EXERCISE MATERIAL
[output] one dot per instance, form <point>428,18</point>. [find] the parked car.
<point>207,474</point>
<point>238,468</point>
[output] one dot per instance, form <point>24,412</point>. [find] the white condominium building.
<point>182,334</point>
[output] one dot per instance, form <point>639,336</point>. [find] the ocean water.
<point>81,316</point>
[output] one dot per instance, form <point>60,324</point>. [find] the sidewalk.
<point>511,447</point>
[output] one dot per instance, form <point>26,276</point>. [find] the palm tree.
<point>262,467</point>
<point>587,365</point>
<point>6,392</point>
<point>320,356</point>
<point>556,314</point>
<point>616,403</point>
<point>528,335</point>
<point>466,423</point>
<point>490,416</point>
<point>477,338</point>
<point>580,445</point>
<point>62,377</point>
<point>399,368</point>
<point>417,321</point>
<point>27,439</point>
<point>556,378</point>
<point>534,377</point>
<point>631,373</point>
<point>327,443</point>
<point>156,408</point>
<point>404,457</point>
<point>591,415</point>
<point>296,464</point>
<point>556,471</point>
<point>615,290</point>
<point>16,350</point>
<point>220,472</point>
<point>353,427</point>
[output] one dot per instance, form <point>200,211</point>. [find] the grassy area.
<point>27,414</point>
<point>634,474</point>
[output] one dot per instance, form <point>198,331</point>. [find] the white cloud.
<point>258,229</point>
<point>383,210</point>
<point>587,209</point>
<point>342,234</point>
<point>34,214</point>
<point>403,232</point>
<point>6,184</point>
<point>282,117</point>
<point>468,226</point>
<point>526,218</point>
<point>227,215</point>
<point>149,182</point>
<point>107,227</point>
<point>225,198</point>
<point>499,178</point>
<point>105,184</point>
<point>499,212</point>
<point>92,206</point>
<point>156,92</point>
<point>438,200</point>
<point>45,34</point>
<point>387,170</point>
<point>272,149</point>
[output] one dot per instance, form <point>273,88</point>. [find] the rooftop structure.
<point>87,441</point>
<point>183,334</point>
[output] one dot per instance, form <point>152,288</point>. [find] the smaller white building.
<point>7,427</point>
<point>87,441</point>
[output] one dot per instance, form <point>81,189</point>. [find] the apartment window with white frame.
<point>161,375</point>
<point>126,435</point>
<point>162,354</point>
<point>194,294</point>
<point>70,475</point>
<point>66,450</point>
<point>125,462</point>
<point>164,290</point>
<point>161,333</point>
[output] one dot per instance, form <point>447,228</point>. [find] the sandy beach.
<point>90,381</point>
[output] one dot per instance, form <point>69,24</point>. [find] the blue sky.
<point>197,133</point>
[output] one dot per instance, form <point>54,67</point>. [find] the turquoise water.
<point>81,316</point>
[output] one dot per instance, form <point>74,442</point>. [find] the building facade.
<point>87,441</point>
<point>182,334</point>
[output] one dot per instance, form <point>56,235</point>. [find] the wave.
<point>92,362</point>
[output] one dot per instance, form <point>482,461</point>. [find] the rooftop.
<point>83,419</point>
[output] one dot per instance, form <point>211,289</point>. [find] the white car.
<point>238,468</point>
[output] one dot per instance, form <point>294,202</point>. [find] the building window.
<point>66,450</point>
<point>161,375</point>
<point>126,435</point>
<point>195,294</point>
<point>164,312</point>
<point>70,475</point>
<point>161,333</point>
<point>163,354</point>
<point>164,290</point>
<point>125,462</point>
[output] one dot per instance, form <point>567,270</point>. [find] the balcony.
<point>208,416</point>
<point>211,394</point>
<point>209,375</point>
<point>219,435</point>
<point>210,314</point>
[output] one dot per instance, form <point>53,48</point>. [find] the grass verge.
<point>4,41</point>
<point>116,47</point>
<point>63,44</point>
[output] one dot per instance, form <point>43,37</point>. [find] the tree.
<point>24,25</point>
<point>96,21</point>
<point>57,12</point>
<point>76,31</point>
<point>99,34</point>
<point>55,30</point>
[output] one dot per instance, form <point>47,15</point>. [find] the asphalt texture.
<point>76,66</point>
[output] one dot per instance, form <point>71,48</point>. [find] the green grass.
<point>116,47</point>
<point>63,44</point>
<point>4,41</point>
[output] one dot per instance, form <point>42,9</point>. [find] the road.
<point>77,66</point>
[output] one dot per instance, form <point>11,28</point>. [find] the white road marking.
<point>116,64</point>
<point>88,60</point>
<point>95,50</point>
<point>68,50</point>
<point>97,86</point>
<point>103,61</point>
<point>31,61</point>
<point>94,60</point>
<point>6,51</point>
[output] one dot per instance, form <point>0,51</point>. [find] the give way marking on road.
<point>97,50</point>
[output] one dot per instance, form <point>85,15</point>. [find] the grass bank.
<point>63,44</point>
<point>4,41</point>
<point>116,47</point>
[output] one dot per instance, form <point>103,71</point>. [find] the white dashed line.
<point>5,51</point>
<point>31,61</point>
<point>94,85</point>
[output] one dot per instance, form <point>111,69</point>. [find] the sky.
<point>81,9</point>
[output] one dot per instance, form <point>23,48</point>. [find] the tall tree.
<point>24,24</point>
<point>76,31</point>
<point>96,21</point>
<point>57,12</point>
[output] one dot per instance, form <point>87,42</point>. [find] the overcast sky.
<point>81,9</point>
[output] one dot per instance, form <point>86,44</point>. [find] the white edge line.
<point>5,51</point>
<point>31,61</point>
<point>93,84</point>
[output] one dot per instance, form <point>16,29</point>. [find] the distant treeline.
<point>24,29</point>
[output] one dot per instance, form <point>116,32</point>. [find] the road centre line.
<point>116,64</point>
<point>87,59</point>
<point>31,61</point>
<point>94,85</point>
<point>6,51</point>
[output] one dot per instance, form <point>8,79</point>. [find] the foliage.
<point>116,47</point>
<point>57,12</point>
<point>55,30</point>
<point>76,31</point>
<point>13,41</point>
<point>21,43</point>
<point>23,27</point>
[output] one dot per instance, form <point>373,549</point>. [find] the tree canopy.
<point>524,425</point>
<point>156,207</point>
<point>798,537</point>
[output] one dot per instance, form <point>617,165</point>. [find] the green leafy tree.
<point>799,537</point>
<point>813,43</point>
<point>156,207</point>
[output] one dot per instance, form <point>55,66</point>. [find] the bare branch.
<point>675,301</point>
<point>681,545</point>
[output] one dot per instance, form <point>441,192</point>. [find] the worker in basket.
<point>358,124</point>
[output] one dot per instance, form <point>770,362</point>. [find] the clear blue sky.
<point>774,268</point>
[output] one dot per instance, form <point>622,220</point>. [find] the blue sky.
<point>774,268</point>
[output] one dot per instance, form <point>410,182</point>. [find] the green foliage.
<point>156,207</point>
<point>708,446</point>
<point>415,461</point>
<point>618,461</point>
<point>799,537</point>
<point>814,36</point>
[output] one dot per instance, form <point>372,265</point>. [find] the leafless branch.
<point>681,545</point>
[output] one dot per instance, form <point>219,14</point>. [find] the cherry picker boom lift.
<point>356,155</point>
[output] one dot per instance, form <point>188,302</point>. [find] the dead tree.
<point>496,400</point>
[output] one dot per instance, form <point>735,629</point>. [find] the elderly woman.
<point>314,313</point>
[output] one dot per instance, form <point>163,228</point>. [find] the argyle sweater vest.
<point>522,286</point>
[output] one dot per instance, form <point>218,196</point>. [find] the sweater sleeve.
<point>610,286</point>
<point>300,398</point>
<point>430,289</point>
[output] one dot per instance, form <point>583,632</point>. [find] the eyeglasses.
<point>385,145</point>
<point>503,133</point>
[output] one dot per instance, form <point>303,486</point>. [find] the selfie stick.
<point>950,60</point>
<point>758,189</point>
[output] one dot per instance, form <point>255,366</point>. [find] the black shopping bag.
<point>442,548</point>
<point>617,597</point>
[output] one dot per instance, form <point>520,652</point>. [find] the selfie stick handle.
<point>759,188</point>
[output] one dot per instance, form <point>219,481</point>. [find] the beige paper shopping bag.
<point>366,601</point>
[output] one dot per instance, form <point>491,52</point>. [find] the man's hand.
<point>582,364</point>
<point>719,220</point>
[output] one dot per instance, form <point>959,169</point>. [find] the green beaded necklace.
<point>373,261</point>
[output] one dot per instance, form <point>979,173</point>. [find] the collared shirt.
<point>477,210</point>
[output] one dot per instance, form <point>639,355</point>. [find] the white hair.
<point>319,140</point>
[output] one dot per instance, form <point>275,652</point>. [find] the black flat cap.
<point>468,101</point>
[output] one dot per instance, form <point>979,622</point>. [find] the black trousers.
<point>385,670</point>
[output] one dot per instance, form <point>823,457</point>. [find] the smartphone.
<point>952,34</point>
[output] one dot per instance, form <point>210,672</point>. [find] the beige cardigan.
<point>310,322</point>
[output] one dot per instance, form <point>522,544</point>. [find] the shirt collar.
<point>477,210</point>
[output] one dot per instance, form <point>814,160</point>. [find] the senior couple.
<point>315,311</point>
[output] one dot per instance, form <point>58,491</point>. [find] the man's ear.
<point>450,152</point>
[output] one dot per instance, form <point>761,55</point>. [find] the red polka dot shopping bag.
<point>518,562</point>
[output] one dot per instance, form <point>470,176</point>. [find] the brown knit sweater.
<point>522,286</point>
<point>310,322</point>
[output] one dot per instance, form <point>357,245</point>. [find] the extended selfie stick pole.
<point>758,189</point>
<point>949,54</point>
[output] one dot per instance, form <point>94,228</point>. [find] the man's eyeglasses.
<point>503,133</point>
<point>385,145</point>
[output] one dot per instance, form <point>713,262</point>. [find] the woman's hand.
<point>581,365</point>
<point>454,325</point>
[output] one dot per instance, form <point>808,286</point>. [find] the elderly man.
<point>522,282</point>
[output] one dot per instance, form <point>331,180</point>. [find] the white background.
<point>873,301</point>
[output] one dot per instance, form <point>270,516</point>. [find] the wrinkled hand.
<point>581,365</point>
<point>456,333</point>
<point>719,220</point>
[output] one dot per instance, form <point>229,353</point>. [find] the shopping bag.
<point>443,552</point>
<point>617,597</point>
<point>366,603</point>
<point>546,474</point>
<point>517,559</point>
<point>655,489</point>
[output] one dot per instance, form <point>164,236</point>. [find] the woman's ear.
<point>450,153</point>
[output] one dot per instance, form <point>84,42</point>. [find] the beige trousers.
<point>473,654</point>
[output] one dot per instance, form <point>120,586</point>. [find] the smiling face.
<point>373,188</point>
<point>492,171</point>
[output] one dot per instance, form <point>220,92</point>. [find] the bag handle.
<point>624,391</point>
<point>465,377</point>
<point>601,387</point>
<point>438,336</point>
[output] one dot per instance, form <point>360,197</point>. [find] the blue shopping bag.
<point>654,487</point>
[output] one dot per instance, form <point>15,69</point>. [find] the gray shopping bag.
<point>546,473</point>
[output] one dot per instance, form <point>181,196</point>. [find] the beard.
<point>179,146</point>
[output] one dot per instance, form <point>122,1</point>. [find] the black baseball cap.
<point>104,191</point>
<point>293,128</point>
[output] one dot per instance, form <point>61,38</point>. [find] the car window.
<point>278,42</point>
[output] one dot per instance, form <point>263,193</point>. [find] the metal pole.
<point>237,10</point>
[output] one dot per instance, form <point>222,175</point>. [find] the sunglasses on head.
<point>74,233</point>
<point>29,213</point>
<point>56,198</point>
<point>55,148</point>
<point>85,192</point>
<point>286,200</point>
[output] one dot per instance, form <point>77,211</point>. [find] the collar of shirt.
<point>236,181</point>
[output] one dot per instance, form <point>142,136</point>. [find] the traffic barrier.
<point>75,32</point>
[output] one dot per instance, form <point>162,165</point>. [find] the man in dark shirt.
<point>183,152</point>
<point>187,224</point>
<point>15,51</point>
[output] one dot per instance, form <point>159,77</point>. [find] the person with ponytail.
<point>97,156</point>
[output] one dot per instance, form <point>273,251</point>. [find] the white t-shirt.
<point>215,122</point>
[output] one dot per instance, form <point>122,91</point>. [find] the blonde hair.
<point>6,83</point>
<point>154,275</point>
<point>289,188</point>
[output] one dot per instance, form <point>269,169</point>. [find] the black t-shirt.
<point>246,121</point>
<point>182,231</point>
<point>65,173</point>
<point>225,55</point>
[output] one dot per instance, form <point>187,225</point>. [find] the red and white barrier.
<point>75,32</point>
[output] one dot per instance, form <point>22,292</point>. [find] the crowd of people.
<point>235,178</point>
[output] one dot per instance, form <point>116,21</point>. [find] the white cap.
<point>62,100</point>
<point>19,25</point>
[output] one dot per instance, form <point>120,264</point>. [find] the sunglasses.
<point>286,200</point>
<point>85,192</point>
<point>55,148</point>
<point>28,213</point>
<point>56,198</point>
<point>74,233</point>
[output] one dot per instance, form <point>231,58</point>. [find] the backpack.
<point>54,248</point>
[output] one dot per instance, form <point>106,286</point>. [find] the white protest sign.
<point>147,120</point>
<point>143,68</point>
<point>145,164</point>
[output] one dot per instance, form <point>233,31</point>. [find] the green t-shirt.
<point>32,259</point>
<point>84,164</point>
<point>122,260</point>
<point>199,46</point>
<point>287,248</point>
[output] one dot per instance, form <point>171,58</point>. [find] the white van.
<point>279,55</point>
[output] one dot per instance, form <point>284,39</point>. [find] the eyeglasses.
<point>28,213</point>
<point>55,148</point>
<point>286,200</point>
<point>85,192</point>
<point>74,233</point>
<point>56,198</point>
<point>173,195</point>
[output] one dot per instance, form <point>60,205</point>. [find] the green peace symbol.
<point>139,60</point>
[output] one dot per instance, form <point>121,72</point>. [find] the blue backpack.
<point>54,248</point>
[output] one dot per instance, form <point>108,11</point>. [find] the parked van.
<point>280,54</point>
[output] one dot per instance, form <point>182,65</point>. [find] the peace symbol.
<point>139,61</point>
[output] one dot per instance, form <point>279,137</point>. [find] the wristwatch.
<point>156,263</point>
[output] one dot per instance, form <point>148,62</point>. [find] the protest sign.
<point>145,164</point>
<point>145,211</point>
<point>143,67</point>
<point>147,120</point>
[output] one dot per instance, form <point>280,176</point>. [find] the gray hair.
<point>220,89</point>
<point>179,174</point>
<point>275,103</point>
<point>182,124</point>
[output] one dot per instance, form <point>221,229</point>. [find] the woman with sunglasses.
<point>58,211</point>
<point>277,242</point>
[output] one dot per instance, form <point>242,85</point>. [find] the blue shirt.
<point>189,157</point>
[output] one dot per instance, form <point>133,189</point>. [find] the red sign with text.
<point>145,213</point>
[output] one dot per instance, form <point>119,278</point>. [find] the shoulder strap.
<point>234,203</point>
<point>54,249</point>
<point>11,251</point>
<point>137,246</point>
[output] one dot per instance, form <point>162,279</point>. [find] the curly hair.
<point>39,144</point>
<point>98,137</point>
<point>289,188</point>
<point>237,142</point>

WRITTEN PROBLEM
Arrange the lines above, from the line holding "[output] one dot per instance, form <point>122,1</point>." through the line holding "<point>237,10</point>", inclusive, as a Markdown table with the columns Number and Line, leaving out blank lines. Include only those lines.

ANSWER TO THIS TASK
| Number | Line |
|---|---|
| 1 | [output] one dot per instance, form <point>122,1</point>. [find] the black baseball cap. |
| 2 | <point>104,191</point> |
| 3 | <point>293,128</point> |
| 4 | [output] one dot per instance, form <point>61,38</point>. [find] the car window. |
| 5 | <point>278,42</point> |
| 6 | [output] one dot per instance, form <point>263,193</point>. [find] the metal pole. |
| 7 | <point>237,10</point> |